Task instructions:
Take the lines below between the one holding "side window reflection." and the one holding "find the headlight.", inclusive, and copy them exactly. Add nothing.
___ Data for processing ___
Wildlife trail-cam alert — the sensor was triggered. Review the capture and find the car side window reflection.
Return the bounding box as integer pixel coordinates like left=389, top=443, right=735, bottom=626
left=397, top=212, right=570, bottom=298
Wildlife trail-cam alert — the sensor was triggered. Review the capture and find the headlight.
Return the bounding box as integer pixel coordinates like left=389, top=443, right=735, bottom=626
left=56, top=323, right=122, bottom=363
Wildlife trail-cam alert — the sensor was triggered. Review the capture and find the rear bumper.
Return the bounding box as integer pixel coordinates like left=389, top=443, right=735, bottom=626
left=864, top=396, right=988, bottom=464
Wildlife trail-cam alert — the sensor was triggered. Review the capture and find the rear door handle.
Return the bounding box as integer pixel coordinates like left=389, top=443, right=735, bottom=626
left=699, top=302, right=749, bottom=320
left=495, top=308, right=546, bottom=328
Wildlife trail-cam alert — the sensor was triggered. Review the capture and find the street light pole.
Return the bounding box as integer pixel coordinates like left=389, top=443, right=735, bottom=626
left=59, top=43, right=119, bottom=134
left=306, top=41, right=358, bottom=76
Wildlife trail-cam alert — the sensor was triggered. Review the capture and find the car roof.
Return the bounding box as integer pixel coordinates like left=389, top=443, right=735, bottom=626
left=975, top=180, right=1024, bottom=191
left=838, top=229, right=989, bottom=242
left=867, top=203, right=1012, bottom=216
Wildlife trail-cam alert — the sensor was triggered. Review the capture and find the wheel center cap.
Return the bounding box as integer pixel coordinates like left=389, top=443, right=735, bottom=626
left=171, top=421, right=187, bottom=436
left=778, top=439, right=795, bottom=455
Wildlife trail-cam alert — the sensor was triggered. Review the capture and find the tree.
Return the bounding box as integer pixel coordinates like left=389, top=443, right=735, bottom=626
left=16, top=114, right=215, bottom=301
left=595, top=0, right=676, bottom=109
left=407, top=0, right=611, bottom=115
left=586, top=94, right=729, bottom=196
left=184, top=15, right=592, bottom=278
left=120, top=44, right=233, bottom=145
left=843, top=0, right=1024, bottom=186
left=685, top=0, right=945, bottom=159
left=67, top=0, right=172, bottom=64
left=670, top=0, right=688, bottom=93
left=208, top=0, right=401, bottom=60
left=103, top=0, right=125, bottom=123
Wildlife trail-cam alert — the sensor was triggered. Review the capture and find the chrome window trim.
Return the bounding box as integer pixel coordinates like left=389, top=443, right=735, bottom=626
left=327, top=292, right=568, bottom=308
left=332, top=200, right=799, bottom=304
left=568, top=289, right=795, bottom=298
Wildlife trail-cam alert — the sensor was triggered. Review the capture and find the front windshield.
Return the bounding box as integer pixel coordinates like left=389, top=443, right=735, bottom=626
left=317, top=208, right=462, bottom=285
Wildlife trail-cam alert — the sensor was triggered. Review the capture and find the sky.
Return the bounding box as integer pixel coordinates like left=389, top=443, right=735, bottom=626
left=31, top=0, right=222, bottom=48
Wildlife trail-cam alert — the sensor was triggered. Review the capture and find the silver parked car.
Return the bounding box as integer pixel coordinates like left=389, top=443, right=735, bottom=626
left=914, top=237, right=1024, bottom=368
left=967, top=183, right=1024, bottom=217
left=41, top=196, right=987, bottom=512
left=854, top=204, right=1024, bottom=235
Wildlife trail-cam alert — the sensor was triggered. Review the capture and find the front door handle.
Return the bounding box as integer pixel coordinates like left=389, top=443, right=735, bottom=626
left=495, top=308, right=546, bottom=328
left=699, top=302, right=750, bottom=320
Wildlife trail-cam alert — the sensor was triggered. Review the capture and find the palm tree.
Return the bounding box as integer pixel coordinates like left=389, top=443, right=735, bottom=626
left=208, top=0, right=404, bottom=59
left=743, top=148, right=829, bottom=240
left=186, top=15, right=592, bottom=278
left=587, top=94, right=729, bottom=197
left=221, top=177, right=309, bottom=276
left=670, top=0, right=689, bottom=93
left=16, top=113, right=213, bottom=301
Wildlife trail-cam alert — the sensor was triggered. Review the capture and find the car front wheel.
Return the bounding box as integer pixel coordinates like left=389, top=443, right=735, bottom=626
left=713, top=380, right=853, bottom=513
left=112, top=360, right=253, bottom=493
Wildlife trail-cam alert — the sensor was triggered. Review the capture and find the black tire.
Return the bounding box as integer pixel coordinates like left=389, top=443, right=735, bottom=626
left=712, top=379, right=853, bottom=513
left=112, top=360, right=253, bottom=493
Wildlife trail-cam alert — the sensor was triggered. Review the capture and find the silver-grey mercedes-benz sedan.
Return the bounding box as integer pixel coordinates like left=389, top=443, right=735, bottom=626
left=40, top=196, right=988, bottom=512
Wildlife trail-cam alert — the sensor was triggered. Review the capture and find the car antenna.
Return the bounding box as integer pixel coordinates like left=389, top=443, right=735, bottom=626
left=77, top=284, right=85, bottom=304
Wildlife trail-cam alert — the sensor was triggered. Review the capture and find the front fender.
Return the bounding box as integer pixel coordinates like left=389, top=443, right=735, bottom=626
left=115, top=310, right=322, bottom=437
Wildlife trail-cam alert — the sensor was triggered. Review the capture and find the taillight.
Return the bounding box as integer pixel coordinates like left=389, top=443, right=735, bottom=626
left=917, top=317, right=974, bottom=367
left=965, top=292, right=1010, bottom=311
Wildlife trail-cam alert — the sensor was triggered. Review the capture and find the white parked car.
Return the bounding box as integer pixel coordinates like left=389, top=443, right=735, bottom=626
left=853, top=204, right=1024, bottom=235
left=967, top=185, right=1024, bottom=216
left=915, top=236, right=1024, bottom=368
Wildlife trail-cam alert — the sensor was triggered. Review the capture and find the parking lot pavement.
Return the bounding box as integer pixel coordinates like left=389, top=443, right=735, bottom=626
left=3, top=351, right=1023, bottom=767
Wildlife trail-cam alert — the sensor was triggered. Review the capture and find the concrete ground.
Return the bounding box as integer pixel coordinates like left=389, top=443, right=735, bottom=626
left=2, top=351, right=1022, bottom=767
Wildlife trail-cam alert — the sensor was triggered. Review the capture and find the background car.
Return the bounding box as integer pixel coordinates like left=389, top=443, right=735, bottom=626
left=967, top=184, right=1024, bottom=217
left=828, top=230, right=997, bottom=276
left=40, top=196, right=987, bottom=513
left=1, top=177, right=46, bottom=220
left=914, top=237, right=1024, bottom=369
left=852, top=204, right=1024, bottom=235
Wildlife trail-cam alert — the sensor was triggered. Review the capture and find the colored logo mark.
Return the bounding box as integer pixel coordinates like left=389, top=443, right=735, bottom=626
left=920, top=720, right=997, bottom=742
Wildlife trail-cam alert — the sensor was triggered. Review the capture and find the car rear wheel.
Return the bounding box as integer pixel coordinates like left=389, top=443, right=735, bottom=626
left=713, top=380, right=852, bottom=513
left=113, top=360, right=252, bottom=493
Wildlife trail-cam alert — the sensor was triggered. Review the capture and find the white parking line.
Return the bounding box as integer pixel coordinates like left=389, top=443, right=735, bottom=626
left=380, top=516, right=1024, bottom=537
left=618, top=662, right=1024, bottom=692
___
___ Data for processing ___
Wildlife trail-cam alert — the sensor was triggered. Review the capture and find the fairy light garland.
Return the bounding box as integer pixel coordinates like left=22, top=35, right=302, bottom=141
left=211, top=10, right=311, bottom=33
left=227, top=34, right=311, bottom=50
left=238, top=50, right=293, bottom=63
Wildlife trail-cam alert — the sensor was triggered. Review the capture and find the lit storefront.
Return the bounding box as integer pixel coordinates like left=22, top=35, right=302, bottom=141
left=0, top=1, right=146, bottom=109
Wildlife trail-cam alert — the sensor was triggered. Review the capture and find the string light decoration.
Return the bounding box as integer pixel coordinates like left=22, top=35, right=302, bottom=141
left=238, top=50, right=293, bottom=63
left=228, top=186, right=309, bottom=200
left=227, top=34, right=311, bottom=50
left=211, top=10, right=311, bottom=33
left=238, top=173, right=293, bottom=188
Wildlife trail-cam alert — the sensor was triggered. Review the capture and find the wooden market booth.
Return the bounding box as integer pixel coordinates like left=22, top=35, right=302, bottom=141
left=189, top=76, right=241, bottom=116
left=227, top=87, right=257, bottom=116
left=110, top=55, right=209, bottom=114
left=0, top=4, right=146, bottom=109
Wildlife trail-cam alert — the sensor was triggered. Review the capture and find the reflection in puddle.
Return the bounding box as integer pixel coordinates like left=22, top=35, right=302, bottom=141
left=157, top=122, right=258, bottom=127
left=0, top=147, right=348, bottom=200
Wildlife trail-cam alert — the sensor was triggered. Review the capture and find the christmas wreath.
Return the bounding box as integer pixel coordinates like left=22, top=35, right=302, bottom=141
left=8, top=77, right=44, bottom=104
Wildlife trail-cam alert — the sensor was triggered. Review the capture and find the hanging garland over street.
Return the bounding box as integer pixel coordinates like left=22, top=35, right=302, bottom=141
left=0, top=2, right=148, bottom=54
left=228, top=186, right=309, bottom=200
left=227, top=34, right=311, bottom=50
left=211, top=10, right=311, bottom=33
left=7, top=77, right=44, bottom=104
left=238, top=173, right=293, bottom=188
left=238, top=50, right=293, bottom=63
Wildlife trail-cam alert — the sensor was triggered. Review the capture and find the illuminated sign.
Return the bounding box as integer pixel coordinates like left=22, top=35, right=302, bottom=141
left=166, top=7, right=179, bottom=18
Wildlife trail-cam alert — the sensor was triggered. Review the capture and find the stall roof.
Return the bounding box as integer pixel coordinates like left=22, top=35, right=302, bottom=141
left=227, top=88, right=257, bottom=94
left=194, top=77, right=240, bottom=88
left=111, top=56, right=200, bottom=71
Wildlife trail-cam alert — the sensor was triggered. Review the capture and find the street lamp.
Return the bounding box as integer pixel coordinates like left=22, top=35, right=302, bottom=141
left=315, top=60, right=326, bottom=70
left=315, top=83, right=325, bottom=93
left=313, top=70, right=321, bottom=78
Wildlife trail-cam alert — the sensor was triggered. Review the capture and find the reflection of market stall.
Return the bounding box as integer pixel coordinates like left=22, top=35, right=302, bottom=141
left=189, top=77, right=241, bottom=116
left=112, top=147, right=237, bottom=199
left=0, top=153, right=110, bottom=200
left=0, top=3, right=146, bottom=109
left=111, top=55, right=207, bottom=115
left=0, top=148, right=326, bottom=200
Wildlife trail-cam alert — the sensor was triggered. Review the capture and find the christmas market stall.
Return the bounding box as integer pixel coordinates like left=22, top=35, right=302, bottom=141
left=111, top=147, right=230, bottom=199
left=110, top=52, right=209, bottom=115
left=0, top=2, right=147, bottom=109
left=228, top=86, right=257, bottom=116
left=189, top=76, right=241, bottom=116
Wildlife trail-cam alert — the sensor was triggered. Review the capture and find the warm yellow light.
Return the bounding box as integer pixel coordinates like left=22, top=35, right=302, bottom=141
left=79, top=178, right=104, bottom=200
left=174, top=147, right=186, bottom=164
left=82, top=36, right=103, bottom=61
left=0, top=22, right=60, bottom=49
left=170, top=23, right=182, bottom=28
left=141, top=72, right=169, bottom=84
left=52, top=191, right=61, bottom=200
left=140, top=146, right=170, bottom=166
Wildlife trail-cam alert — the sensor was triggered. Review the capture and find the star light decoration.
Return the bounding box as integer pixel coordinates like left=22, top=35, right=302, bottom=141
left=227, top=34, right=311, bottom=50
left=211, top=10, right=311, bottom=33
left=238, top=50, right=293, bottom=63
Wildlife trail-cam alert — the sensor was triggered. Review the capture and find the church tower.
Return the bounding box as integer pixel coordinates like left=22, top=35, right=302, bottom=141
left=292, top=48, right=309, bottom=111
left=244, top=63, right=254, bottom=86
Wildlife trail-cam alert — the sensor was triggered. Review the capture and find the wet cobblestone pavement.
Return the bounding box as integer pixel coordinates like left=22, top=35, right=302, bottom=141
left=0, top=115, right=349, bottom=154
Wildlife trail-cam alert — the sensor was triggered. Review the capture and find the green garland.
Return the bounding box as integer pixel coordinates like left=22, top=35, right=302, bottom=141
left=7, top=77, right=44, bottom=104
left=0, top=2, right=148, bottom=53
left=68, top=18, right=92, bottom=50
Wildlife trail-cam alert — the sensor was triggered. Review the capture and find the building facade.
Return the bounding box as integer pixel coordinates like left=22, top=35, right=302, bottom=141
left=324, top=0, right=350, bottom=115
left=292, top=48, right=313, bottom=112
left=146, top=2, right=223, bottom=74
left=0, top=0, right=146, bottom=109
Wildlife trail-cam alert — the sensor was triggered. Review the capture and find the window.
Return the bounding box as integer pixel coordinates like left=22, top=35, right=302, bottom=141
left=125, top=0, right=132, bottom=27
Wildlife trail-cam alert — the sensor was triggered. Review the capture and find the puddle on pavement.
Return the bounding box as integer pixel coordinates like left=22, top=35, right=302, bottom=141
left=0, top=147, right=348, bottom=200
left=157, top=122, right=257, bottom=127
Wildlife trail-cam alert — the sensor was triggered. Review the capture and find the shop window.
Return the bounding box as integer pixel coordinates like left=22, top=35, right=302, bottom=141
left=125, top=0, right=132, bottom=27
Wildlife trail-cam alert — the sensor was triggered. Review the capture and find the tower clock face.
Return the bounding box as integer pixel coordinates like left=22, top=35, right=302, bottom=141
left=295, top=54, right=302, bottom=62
___
Task solution:
Wildlife trail-cam alert — the sensor was triggered. Review the capture and find the car side window reflection.
Return the bounding box as integer pixel coordinates like left=389, top=443, right=735, bottom=626
left=397, top=212, right=570, bottom=298
Wildlife trail-cam alert — the sensor was triggered. Review the capture and find the headlight.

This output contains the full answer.